◆ Directions for this task ◆
Return each line of the listing that contains the string "Could", treating uppercase and lowercase letters as different.

===============

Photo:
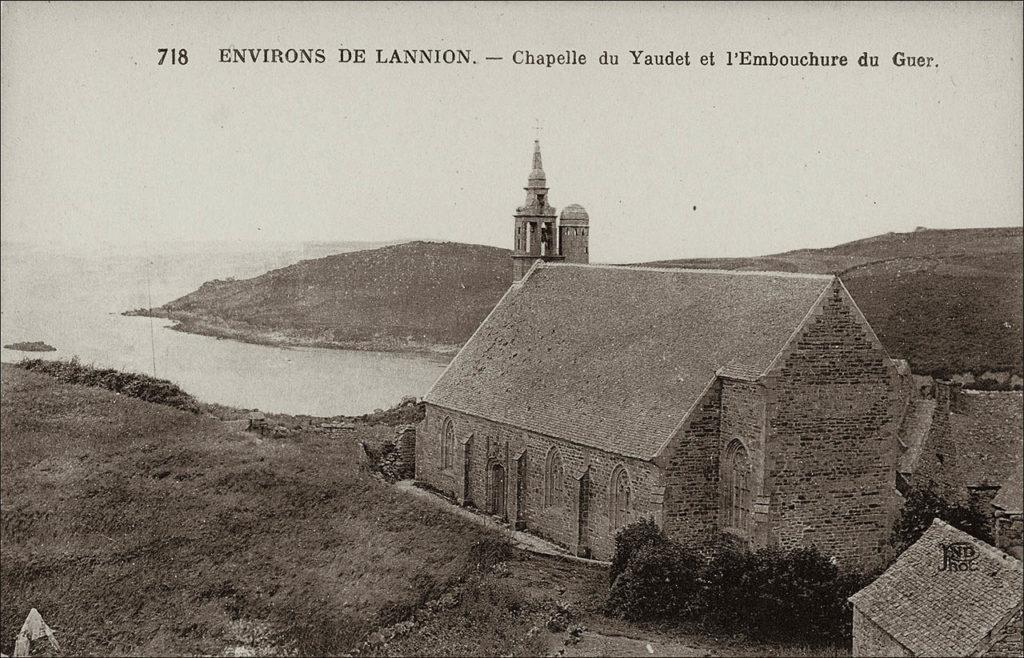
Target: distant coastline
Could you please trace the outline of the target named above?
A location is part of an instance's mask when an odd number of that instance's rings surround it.
[[[28,341],[22,343],[11,343],[4,345],[5,350],[15,350],[18,352],[56,352],[57,348],[42,341]]]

===============

◆ Worked answer ◆
Could you please trace the outline of the target named above?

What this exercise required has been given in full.